Exercise details: Reproduce the material verbatim, starting with the line that contains "mark: the innermost point of each instance of the mud" and going on through its final line.

┌──

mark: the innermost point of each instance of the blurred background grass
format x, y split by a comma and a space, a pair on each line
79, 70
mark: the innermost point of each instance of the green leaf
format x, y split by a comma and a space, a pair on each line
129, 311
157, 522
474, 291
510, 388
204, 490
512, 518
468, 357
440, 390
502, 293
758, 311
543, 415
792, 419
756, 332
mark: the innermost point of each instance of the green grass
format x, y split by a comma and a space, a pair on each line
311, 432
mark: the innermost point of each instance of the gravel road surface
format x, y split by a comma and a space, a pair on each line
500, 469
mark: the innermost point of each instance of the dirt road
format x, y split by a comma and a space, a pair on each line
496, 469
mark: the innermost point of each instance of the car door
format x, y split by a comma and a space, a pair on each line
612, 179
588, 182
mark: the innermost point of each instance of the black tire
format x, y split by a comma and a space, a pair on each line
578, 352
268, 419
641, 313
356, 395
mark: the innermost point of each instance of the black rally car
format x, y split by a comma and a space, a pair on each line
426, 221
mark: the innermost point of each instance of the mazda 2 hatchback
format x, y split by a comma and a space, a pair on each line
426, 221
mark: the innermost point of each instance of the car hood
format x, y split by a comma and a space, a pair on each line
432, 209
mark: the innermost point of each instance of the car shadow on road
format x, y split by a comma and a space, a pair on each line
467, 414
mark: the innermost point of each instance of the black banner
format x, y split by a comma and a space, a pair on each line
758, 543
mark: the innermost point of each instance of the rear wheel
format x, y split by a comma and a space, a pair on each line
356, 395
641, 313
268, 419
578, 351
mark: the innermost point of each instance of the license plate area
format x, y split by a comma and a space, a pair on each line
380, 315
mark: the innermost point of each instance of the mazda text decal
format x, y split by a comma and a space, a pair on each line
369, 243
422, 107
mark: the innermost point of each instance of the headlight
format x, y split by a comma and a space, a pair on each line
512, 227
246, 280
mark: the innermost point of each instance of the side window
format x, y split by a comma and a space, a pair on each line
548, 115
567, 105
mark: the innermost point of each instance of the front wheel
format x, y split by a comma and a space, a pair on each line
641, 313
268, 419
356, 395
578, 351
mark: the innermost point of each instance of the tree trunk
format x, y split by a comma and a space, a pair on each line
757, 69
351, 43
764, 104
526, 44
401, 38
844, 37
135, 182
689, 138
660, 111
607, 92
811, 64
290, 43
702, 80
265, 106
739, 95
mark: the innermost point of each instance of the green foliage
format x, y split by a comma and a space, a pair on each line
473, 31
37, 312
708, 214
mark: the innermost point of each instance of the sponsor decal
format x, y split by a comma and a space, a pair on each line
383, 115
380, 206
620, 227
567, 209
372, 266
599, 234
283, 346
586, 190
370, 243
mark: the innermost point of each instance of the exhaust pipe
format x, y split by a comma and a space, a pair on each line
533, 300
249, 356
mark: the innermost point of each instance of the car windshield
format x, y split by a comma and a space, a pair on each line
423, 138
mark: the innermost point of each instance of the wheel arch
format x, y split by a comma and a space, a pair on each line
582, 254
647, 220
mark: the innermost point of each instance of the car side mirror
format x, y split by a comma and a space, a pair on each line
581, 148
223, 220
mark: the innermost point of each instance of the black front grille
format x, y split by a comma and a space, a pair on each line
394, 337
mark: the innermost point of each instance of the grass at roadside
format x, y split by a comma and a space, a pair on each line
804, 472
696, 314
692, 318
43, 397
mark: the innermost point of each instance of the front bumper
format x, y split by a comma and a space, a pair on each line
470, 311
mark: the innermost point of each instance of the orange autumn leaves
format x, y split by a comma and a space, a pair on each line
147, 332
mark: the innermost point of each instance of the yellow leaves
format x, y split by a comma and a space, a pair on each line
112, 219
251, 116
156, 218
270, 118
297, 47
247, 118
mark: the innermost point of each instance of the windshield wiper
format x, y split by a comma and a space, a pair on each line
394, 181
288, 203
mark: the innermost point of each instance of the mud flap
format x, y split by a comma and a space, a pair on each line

└──

Result for this task:
mark: the innermost point of each instance of the mud flap
format x, y split by a comma and a space, a pair on each line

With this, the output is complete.